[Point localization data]

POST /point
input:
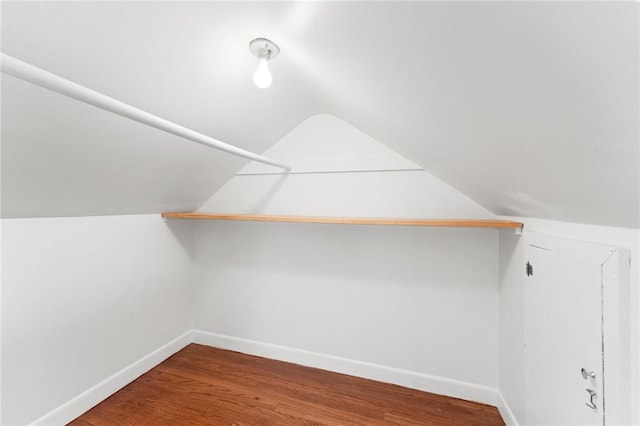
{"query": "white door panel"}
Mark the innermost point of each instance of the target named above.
(563, 332)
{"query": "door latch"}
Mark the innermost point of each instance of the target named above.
(586, 374)
(592, 396)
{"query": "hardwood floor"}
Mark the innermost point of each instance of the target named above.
(206, 386)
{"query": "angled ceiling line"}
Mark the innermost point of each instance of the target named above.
(53, 82)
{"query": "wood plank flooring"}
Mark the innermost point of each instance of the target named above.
(206, 386)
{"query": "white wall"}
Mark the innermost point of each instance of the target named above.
(512, 259)
(511, 329)
(83, 298)
(423, 300)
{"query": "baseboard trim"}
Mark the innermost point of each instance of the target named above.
(410, 379)
(505, 411)
(98, 393)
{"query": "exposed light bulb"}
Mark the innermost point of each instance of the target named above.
(262, 77)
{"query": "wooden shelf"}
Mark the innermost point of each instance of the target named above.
(458, 223)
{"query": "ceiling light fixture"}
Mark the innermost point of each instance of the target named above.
(265, 50)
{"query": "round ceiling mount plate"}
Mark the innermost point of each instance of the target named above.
(263, 45)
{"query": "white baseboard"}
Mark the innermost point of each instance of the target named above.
(98, 393)
(505, 411)
(410, 379)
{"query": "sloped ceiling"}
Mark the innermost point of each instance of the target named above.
(529, 108)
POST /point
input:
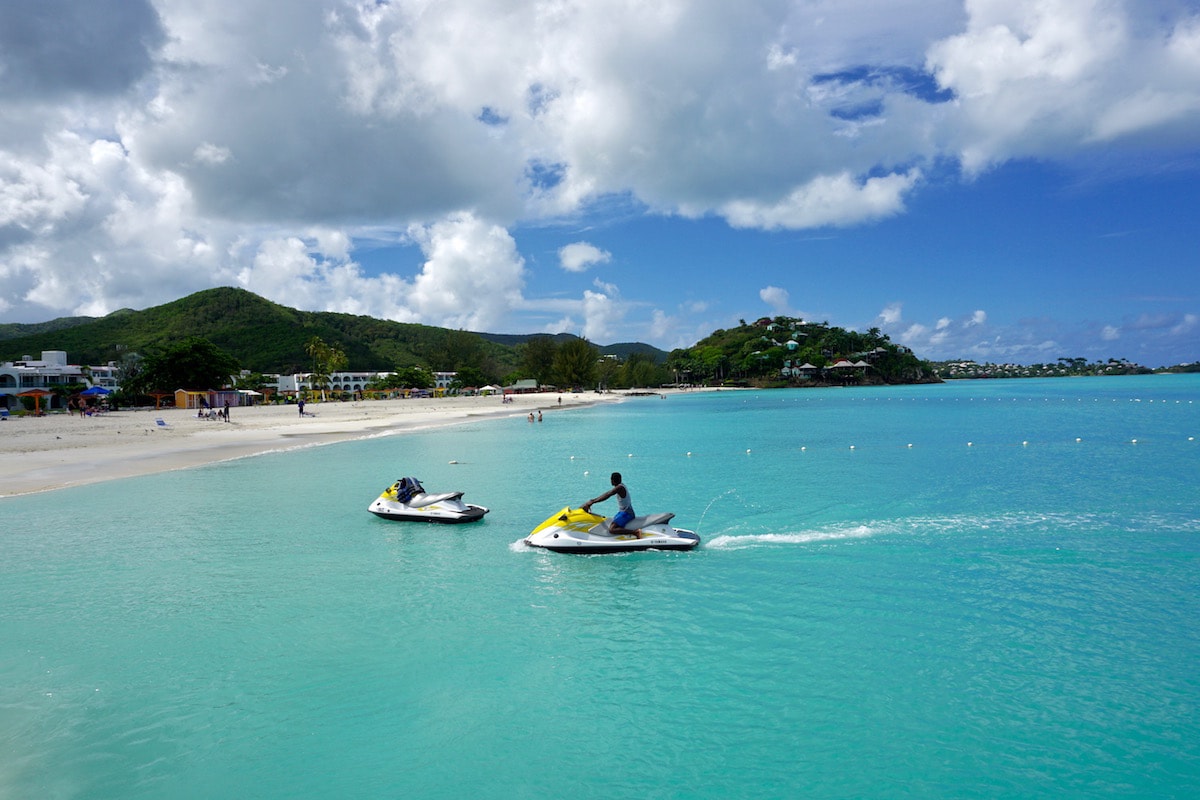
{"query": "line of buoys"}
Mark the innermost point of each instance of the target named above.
(1025, 443)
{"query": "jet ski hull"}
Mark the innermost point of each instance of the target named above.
(445, 509)
(574, 530)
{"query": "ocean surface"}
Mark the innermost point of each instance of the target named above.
(979, 589)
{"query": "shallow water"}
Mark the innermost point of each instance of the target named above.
(976, 589)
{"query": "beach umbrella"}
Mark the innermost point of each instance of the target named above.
(37, 395)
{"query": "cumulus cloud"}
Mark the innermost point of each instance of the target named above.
(825, 200)
(1042, 78)
(775, 298)
(577, 257)
(153, 149)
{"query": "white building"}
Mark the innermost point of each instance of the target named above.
(339, 382)
(48, 373)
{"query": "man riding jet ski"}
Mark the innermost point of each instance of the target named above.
(407, 500)
(579, 530)
(575, 530)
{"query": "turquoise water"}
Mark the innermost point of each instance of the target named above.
(979, 589)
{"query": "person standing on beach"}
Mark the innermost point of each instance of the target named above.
(624, 506)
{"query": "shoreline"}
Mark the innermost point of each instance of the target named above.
(54, 452)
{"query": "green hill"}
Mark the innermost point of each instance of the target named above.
(760, 353)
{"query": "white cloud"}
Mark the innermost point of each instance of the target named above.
(1048, 77)
(891, 314)
(825, 200)
(775, 298)
(184, 145)
(577, 257)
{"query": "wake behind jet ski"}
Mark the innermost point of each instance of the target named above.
(575, 530)
(407, 500)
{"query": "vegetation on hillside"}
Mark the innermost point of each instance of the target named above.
(265, 337)
(772, 352)
(1061, 368)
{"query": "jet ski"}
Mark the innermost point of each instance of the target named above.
(575, 530)
(407, 500)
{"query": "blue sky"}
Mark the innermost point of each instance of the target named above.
(1001, 180)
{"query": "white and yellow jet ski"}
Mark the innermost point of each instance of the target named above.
(575, 530)
(407, 500)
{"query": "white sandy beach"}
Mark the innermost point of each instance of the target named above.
(57, 451)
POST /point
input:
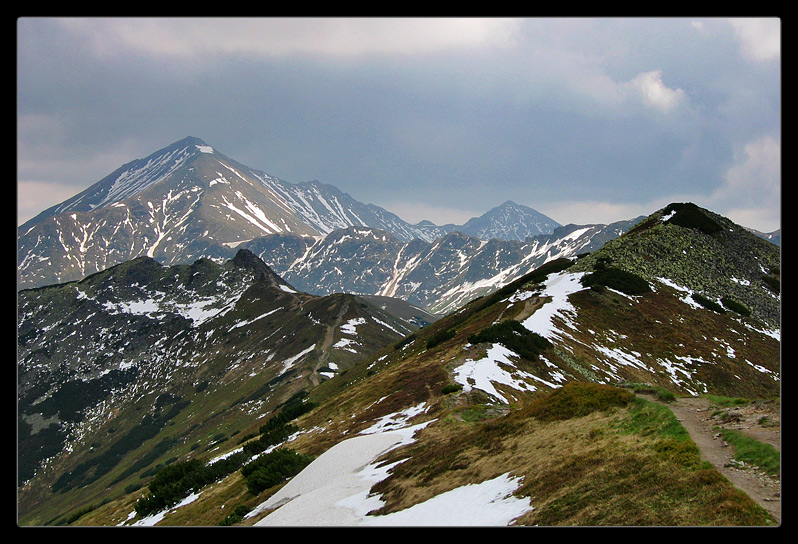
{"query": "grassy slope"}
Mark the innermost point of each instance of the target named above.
(621, 462)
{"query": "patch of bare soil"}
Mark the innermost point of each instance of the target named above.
(760, 421)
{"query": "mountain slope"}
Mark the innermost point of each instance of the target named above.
(141, 362)
(439, 276)
(509, 222)
(525, 387)
(189, 201)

## What is expected
Each line above has to be returned exactly. Drop the pictures.

## Exercise result
POST /point
input:
{"query": "white door panel"}
Mark the innermost point of each instance of the target named above.
(563, 332)
{"query": "door latch"}
Mark the innermost point of each instance of the target named above.
(586, 374)
(592, 396)
{"query": "hardwood floor"}
Mark the innermost point of each instance of the target named above.
(206, 386)
{"query": "angled ceiling line"}
Mark the innermost point of each instance of the target named above.
(53, 82)
{"query": "wood plank flooring"}
Mark the innermost point of each instance of the target named above.
(206, 386)
{"query": "white wall"}
Mark the innermost point of each instance of the target named above.
(512, 259)
(511, 329)
(83, 298)
(423, 300)
{"query": "baseboard trim"}
Mark the innermost point of each instance of the target named above.
(410, 379)
(505, 411)
(98, 393)
{"query": "exposed light bulb"}
Mark the innermost point of each instance of the target named above.
(262, 77)
{"query": "wooden shelf"}
Mark the innermost point of each instance of the target named above.
(458, 223)
{"query": "ceiling light fixture"}
Mark the innermost point of each instance of the target named above.
(265, 50)
{"query": "round ceiling mount plate"}
Mark the innermost point of each instance of the target named above.
(263, 45)
{"query": "white baseboard"}
Mark the innermost point of each instance of the target named above.
(98, 393)
(505, 411)
(410, 379)
{"query": "sloped ceiling"}
Mark the innermost point of each instance of the target named above.
(529, 108)
POST /point
input:
{"query": "line of buoys"}
Mark the innermost point of each instance of the target named above.
(1025, 443)
{"query": "jet ski hull"}
Mark the innermost point of each instance of the target named above.
(445, 509)
(574, 530)
{"query": "ocean surface"}
Mark the innermost point of each instance of the target named above.
(979, 589)
{"query": "shallow water"}
Mark the innermost point of each instance of the target named above.
(976, 589)
{"query": "beach umbrella"}
Mark the innermost point of each instance of the target named above.
(37, 395)
{"query": "cumulus cloud"}
Mark the innermost point of each instance of the target named above.
(825, 200)
(1042, 78)
(775, 298)
(577, 257)
(153, 149)
{"query": "white building"}
Mark the innermost point of each instance of the target named above.
(339, 382)
(48, 373)
{"query": "man riding jet ski"}
Mark the innermost point of each instance of the target named above.
(407, 500)
(579, 530)
(575, 530)
{"query": "turquoise water"}
Mark the innermost point of each instance of the target named above.
(979, 589)
{"query": "person standing on beach"}
Mark the innermost point of each instance of the target named above.
(624, 506)
{"query": "shoreline"}
Mark the innermost point of each instance of the target named above.
(54, 452)
{"query": "green hill"}
Mark the innermost point of each instance of the target named above.
(760, 353)
{"query": "white cloud"}
Mark the innermost point of each instance of the target named above.
(1048, 77)
(891, 314)
(825, 200)
(775, 298)
(184, 145)
(577, 257)
{"query": "wake behind jet ski"}
Mark the innermost point of each instance of the target named above.
(575, 530)
(407, 500)
{"query": "vegetation on hillside"}
Mark the innermost point of each instance of the target named above.
(265, 337)
(772, 352)
(1061, 368)
{"query": "jet ski"}
Mark the innermost point of each instance of the target named above.
(575, 530)
(407, 500)
{"query": "blue sky"}
Mark the innermost point of each instance of the target named above.
(1001, 180)
{"query": "white and yellow jet ski"}
Mark the innermost point of each instance of the target named above.
(575, 530)
(407, 500)
{"query": "white sandy beach"}
Mark the innermost point of each instance of the target named above.
(57, 451)
POST /point
input:
{"query": "grassy slope"}
Mark the innermost point of each instance of the target named above.
(621, 462)
{"query": "patch of bare soil"}
Mark the innermost point of each instance of the target named above.
(760, 421)
{"query": "mountain slope"}
Mark the innermost point of each instance of the target named above.
(141, 362)
(439, 276)
(509, 222)
(525, 387)
(189, 201)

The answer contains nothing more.